▶ WHAT IS BEING ASKED:
Count how many lines in the items below contain the string "stool". Matching is case-sensitive. Give only the number.

▶ DATA RECORDS:

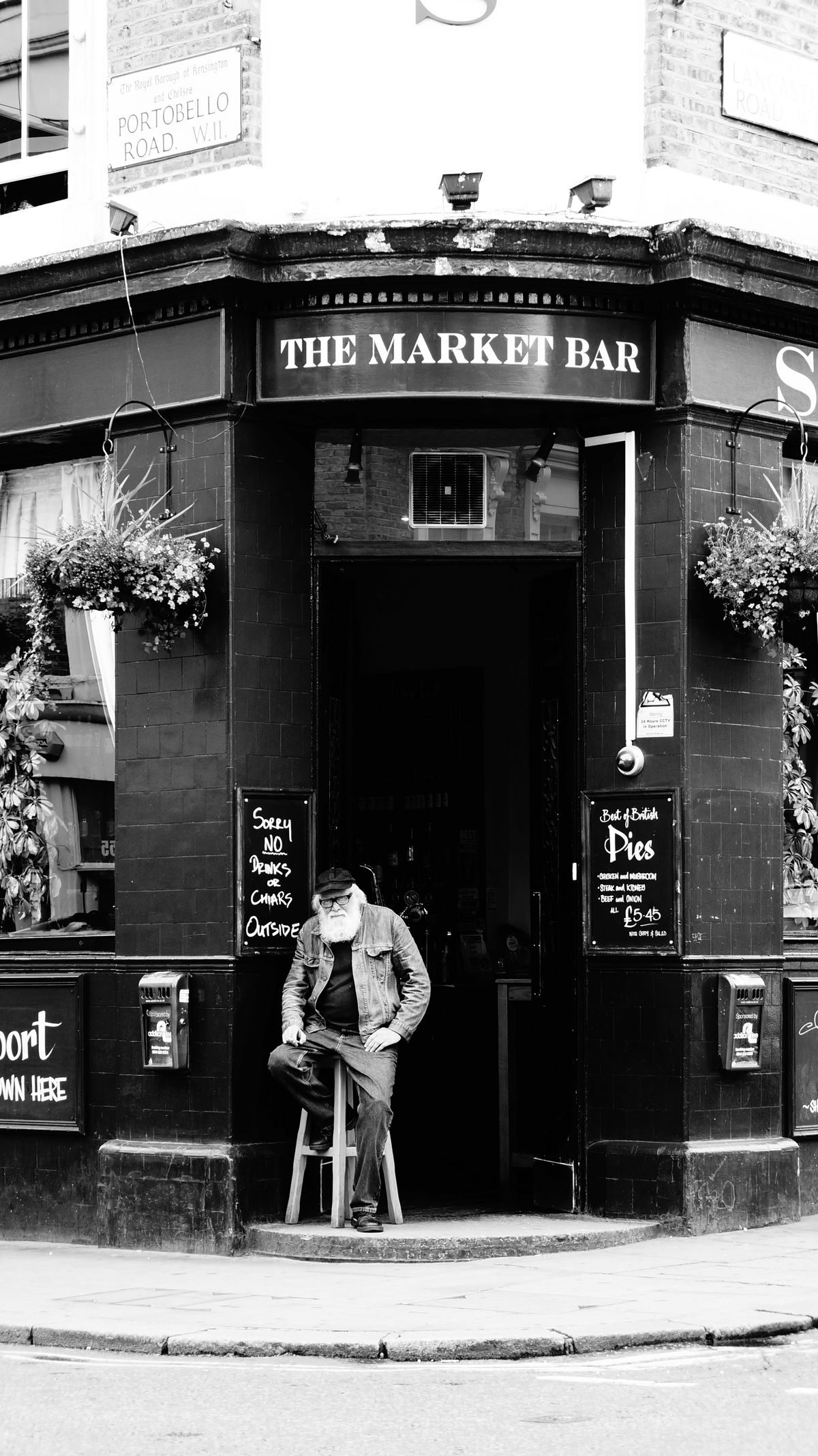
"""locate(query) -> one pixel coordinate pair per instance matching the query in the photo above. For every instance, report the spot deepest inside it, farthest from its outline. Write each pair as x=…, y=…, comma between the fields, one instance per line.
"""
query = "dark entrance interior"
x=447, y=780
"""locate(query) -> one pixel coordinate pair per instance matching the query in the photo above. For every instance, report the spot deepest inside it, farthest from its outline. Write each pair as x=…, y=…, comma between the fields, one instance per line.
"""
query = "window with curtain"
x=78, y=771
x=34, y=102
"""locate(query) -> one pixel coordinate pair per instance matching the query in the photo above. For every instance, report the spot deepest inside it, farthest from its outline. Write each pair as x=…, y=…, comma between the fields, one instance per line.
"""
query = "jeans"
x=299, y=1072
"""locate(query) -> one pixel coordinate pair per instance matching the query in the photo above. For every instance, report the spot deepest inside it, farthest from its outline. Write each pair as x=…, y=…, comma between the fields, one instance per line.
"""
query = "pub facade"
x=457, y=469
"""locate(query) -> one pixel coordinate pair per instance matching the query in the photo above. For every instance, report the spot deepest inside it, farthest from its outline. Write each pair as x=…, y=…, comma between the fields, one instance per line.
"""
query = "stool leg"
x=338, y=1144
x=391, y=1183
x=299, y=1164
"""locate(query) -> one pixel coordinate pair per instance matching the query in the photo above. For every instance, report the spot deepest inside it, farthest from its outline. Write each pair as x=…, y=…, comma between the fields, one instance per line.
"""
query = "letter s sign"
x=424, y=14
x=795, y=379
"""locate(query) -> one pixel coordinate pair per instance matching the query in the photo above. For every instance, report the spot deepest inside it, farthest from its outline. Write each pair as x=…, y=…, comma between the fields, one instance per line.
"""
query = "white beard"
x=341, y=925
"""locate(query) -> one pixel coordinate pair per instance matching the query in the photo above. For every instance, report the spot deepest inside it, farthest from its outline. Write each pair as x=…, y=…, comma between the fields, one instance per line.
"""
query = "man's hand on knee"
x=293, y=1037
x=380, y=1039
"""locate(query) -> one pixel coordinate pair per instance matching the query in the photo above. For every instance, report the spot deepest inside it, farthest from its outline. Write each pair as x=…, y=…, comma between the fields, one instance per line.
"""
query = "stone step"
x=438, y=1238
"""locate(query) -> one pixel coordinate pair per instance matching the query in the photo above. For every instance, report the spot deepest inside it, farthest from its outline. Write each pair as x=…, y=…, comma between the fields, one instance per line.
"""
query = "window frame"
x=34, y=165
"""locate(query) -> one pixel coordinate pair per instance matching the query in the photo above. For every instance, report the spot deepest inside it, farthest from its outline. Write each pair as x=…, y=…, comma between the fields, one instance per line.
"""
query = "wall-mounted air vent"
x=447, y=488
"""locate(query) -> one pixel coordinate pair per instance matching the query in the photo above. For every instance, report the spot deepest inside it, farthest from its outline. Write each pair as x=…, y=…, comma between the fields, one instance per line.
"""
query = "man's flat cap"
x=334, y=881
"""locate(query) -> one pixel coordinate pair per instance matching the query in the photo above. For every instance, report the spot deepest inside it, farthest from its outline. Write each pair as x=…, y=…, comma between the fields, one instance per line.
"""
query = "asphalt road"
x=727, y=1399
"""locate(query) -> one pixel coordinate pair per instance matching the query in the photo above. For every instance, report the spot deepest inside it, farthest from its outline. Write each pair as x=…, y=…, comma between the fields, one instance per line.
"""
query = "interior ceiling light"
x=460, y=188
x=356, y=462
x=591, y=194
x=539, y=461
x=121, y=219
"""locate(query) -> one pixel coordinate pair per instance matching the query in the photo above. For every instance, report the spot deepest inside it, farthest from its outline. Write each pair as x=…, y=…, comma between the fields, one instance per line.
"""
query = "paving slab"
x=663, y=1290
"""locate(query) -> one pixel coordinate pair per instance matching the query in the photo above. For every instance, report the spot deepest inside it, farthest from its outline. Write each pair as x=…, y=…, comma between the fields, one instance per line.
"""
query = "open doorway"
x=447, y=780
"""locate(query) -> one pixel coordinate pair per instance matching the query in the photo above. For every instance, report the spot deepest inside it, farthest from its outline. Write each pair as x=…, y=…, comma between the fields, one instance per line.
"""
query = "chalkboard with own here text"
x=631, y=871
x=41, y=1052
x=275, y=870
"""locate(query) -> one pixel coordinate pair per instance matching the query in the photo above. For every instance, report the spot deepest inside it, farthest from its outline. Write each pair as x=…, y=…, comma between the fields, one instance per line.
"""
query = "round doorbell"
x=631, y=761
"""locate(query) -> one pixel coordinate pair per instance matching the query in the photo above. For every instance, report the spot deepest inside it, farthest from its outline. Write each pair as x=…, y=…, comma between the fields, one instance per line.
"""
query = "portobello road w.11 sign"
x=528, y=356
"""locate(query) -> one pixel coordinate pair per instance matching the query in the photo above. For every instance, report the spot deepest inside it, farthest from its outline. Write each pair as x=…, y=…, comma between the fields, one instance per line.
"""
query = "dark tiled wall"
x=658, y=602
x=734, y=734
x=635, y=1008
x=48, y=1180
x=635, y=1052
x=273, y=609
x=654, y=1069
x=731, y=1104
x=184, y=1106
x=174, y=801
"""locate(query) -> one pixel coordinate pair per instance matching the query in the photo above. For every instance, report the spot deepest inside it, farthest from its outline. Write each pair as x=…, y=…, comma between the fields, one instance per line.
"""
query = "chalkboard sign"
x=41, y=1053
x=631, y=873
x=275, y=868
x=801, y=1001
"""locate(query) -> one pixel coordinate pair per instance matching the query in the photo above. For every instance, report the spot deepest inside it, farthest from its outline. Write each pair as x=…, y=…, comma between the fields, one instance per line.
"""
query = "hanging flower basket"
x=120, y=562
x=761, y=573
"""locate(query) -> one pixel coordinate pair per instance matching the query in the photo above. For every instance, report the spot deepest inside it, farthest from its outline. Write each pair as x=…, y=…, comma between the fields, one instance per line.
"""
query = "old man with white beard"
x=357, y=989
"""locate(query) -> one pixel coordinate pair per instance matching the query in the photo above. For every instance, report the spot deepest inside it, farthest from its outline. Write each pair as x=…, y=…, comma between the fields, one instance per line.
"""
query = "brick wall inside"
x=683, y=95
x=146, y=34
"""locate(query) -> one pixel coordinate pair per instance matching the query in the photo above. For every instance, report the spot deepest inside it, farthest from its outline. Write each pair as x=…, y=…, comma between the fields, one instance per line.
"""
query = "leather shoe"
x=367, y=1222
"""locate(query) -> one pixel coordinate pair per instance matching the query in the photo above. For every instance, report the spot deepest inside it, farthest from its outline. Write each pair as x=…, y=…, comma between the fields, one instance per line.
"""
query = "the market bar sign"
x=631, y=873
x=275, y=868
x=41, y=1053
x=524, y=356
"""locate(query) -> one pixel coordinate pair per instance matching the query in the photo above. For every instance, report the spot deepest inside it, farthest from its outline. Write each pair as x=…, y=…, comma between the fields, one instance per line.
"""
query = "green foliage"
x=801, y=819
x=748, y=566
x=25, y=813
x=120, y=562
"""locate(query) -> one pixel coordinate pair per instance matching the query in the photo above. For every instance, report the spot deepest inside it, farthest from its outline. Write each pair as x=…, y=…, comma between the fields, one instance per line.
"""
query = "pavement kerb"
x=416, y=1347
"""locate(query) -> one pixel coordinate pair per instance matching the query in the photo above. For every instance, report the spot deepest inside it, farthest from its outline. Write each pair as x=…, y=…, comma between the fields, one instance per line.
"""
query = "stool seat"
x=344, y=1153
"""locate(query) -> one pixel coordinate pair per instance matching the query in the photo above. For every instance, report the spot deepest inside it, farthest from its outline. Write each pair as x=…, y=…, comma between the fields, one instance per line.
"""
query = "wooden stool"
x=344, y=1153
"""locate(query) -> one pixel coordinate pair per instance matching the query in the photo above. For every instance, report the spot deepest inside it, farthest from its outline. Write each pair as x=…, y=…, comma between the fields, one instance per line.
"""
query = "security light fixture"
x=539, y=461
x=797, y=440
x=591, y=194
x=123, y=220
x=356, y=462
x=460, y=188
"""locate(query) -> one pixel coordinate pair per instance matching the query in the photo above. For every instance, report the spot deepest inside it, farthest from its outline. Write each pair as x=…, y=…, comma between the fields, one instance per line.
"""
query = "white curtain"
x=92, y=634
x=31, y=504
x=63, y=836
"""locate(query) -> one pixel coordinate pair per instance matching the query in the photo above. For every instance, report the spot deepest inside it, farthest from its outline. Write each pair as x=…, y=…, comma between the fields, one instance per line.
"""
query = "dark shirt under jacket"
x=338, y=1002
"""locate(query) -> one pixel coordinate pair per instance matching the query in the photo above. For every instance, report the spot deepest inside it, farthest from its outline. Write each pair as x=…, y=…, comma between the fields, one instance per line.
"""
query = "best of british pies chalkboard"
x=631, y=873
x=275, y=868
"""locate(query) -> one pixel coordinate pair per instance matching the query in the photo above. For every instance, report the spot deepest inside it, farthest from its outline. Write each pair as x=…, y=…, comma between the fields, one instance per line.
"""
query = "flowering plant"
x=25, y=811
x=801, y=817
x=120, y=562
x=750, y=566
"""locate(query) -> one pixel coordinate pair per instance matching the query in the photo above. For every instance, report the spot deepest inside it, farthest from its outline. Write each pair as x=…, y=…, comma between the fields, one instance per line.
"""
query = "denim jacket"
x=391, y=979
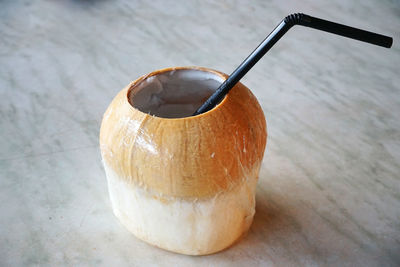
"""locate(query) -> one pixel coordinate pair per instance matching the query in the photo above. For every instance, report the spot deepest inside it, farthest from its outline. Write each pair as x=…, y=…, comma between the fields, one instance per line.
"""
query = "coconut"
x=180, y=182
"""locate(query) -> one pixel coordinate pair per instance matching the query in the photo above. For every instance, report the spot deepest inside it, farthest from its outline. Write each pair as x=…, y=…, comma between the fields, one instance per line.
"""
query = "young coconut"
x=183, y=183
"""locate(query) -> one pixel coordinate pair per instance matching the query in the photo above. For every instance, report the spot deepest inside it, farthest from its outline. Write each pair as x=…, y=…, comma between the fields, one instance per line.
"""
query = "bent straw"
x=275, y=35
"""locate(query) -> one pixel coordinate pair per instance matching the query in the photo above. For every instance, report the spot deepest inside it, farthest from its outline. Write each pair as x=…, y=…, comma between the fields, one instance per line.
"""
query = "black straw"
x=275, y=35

▶ EXERCISE SOLUTION:
3